**Dataset items**
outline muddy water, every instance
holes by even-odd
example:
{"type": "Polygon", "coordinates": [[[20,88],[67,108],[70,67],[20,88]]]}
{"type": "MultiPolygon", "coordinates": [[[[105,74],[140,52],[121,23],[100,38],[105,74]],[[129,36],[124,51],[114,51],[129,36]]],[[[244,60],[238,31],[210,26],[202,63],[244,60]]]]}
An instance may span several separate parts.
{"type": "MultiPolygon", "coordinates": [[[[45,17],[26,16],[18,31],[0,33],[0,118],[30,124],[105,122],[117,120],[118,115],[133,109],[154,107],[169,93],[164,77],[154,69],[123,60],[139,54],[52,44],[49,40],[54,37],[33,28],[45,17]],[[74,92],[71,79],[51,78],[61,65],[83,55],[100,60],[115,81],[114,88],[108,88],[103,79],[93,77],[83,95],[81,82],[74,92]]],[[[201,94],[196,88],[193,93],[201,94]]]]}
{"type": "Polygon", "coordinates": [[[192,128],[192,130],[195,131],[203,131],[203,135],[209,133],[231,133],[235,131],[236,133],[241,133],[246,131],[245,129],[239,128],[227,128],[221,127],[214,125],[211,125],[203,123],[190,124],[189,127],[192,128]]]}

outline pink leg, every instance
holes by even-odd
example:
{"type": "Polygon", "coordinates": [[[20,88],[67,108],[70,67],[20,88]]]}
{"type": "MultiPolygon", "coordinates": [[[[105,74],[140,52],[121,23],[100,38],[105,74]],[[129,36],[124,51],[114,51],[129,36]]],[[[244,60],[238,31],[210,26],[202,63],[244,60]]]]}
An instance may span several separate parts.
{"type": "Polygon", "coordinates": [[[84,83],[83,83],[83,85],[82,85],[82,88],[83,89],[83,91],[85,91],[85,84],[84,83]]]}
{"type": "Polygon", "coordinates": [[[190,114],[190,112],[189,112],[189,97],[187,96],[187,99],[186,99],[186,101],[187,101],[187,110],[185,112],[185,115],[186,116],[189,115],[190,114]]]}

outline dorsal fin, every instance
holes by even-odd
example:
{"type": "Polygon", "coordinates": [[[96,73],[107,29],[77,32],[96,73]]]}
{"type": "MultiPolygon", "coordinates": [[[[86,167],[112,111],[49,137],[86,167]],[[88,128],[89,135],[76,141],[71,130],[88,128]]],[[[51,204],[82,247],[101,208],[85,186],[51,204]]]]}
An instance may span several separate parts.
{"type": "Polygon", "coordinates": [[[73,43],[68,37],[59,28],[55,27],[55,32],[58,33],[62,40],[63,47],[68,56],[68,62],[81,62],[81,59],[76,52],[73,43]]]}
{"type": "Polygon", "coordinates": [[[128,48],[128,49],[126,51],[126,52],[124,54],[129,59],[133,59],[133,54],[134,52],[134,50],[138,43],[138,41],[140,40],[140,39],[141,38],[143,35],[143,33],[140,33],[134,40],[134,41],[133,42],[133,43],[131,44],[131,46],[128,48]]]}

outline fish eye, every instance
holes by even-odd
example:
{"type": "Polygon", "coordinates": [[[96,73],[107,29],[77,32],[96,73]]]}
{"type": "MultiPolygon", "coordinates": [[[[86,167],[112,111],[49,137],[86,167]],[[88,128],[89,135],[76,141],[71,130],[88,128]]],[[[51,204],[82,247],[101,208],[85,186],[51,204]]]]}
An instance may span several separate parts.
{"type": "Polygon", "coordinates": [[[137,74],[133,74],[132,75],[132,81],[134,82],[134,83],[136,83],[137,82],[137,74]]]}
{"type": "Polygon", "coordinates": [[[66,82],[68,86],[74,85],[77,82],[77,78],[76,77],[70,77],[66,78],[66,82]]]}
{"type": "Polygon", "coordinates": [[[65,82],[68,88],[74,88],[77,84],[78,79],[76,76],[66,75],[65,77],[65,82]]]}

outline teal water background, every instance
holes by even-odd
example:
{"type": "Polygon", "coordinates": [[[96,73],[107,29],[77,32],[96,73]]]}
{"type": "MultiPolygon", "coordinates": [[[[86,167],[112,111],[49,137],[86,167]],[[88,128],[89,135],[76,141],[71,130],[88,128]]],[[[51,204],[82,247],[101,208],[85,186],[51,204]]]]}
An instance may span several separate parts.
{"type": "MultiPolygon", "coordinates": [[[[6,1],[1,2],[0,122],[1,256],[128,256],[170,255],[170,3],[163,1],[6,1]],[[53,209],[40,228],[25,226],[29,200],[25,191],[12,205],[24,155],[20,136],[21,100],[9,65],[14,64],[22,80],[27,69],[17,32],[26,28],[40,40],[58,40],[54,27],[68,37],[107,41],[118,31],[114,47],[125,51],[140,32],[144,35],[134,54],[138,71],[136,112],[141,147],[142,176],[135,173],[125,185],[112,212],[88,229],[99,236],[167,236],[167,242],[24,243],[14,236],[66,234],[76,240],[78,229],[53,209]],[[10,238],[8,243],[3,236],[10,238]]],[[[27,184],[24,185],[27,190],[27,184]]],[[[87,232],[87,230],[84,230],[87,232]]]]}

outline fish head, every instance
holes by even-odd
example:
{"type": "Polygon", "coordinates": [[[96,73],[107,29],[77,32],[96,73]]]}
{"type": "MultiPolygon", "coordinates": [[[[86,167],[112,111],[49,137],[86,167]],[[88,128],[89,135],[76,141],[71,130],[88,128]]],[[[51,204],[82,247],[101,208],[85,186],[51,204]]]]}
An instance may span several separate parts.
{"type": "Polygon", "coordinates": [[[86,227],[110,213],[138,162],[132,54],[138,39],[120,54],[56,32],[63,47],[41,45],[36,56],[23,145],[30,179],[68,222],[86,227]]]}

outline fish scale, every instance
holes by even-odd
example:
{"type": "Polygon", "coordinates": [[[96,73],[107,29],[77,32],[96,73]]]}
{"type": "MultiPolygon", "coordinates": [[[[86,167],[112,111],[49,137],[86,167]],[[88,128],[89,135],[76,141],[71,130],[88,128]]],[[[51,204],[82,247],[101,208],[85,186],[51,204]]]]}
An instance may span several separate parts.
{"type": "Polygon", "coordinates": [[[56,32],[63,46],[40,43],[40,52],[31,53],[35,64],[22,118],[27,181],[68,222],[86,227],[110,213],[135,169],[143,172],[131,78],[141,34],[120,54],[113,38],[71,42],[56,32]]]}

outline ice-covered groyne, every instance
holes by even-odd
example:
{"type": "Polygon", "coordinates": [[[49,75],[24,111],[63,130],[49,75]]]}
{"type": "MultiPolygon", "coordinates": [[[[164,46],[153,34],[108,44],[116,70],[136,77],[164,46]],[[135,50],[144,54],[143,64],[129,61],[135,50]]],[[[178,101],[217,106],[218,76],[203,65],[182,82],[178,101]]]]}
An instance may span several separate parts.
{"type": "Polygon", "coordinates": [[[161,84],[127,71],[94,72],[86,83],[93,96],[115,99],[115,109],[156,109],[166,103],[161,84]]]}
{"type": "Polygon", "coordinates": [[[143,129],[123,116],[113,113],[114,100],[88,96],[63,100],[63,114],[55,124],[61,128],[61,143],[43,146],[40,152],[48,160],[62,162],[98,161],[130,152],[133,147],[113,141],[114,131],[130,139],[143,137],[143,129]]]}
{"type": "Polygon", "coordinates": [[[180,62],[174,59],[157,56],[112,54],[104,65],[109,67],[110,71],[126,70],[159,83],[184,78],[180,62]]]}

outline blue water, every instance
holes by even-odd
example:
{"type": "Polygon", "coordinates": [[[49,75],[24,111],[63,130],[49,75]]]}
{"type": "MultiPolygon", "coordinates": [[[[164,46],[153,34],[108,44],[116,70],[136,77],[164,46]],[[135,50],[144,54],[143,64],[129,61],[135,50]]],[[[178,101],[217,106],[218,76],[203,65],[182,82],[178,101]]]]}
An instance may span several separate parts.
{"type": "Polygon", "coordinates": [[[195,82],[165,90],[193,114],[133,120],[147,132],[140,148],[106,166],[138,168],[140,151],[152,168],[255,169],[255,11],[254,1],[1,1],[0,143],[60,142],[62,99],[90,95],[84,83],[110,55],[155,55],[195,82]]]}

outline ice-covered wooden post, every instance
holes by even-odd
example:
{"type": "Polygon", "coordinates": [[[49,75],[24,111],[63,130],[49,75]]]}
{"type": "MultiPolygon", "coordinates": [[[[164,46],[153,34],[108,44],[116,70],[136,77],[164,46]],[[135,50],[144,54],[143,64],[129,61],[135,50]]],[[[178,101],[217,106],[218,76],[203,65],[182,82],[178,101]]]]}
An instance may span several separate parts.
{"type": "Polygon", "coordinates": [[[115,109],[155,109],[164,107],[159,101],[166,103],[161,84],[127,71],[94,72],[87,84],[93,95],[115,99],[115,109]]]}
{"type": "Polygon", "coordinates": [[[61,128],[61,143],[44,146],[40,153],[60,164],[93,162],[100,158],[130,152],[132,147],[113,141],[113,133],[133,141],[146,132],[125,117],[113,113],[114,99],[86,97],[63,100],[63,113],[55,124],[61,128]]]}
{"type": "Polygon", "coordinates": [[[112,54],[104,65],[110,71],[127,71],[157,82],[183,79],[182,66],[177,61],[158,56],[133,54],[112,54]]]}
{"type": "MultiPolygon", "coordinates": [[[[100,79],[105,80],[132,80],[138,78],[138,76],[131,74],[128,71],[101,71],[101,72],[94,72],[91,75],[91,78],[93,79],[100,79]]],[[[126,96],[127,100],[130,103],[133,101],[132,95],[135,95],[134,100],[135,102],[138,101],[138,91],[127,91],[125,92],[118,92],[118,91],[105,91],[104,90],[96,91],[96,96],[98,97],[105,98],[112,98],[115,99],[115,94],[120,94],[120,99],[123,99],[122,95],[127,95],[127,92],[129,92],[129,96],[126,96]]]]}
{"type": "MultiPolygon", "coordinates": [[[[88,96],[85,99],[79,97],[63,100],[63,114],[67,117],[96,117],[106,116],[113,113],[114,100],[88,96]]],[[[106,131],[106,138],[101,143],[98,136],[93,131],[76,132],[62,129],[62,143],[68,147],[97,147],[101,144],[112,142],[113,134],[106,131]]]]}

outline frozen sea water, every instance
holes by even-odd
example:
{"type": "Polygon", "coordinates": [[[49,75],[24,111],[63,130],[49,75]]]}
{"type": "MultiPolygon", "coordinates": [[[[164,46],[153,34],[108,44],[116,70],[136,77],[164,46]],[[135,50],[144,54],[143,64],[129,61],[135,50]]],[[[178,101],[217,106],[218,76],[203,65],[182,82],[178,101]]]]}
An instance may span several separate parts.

**Exercise objective**
Return exactly the lines of the data, and only those, from the line with "outline frozen sea water, every instance" through the last line, inclusive.

**Response for this exercise**
outline frozen sea water, every instance
holes by even-odd
example:
{"type": "Polygon", "coordinates": [[[49,75],[24,111],[63,130],[49,75]]]}
{"type": "MultiPolygon", "coordinates": [[[[164,46],[153,34],[108,44],[116,70],[136,77],[164,46]],[[135,50],[144,54],[143,64],[129,61],[135,50]]],[[[178,101],[217,106],[218,76],[203,65],[182,82],[178,101]]]]}
An instance may span several separate parts.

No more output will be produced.